PROUST, Marcel (1871-1922)

Poème-pastiche autographe signée « Marcel Proust »
S.l.n.d [c. été 1908], 2 p. in-8°, liseré de deuil

« Seigneur, si vous daignez m’admettre dans les Salles / Où le Juste rompra le Pain Essentiel, / Que de marbre aussi pur étincellent vos stalles ! »

EUR 15.000,-
Ajouter à la sélection
Fiche descriptive

PROUST, Marcel (1871-1922)

Poème-pastiche autographe signée « Marcel Proust » au marquis Philibert de Clermont-Tonnerre
S.l.n.d [c. été 1908], 2 p. in-8° sur papier filigrané, liseré de deuil
Filigrane : « Original / Turkey Mill / Kent »
Trace de pliure centrale inhérente à l’envoi d’origine

Rare et admirable poème-pastiche de Proust, à la manière de Robert de Montesquiou, dont il moque quelque peu le style


« “Prière du Marquis de Clermont-Tonnerre”¹
(Imité de Robert de Montesquiou)

Je greffe les rosiers dont sont fleuris les marbres,
Ceux du Paros “mousseux” et du Carrare “thé”,
Et, de ces rosoyants et ces blondissants arbres,
Je sais tirer des chants inconnus d’Hardy-Thé !²

Mon pinceau fait courir au rinceau des abaques
Cet or qui fait marcher, à ce qu’on dit, Cloton !³
Trianon, Vézelay, ne sont que des baraques,
Quand l’esprit les compare au Palais Lauriston !

Seigneur, si vous daignez m’admettre dans les Salles
Où le Juste rompra le Pain Essentiel,
Que de marbre aussi pur étincellent vos stalles !
De Glisolles et d’Ancy, que soit digne le Ciel !

(pour copie conforme
Marcel Proust) »

* [Liste des entrées]:
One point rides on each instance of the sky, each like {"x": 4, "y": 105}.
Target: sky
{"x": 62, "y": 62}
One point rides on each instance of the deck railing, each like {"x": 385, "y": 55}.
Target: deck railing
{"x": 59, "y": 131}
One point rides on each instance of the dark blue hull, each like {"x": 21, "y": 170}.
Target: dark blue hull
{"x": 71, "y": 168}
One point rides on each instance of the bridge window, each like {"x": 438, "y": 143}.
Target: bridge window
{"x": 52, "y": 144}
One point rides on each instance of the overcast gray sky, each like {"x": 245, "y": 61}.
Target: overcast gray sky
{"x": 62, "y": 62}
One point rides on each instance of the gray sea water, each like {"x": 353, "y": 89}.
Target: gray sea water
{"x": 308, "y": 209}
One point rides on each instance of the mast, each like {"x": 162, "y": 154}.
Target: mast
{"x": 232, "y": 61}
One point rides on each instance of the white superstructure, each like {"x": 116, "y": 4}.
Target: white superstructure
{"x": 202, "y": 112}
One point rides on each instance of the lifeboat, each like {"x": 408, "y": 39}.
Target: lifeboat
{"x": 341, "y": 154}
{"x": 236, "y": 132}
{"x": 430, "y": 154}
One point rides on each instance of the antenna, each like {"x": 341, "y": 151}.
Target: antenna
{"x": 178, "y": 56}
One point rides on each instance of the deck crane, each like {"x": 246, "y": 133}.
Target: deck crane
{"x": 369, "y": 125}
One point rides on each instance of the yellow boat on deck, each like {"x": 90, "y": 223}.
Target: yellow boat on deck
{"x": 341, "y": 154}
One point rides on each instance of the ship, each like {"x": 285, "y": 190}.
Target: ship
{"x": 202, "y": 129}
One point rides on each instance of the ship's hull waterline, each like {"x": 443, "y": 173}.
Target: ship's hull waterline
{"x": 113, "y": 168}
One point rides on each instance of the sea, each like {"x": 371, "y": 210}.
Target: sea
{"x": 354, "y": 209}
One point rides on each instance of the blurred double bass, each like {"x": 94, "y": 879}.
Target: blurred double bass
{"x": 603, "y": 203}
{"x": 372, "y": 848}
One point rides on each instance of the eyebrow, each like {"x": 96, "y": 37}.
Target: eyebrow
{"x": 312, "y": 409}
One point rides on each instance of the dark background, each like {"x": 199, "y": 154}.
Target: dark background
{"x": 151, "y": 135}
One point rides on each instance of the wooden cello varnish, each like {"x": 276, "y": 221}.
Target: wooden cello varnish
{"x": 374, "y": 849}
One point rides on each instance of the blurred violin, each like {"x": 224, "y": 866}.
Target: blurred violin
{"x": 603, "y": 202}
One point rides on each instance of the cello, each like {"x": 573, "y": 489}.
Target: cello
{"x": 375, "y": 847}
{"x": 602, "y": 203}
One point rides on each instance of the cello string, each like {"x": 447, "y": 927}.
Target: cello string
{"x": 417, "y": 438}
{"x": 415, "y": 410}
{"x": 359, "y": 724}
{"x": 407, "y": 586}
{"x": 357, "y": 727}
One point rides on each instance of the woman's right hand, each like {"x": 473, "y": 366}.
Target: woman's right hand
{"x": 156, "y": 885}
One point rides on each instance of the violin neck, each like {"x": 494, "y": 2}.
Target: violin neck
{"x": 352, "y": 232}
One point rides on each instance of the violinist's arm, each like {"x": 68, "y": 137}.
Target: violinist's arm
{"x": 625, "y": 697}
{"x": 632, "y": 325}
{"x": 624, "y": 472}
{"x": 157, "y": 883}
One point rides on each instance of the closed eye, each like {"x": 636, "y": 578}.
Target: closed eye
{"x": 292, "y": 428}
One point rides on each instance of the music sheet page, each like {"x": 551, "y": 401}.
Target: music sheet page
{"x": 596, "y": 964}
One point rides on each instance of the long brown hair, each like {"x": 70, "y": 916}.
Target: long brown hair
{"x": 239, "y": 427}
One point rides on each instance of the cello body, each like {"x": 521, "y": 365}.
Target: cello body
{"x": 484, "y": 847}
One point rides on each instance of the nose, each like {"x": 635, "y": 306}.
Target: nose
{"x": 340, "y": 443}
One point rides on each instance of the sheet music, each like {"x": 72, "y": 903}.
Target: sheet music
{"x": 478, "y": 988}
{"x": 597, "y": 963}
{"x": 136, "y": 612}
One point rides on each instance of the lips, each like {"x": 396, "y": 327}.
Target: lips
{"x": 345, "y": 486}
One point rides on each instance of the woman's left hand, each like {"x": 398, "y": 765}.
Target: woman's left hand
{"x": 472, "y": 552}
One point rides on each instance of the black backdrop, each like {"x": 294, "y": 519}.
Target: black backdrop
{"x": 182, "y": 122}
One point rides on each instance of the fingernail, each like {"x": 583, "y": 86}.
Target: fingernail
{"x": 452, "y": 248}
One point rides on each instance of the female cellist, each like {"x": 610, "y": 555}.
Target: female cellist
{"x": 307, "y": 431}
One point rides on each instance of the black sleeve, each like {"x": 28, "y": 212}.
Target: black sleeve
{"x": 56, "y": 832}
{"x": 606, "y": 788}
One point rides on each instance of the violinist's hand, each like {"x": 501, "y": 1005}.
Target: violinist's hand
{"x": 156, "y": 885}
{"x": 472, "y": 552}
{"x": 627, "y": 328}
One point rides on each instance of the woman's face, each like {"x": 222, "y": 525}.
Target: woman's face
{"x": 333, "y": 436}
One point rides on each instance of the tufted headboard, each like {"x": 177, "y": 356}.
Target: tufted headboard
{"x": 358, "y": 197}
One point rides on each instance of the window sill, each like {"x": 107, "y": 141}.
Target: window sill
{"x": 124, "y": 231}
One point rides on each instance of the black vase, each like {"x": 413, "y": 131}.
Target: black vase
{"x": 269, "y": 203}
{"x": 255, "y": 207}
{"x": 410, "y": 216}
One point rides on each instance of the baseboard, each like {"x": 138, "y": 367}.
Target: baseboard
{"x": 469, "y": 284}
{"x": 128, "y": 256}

* [Travail à faire]:
a – Dans la fiche descriptive, condensez sous forme de liste à puces le bloc qui commence par « Poème-pastiche autographe signée « Marcel Proust » au marquis », sans perdre ses informations principales.
b – Relevez chaque ligne des entrées contenant la chaîne « antenna ».
La fiche descriptive et les entrées constituent deux ensembles de matériaux distincts.

* [Réponses par tâche]:
a –
- Poème-pastiche autographe signé « Marcel Proust », adressé au marquis Philibert de Clermont-Tonnerre
- Sans lieu ni date, vers l'été 1908
- 2 pages in-8° sur papier filigrané, avec liseré de deuil
- Filigrane : « Original / Turkey Mill / Kent »
- Pliure centrale liée à l'envoi d'origine

b –
One point rides on each instance of the antenna, each like {"x": 341, "y": 151}.
Target: antenna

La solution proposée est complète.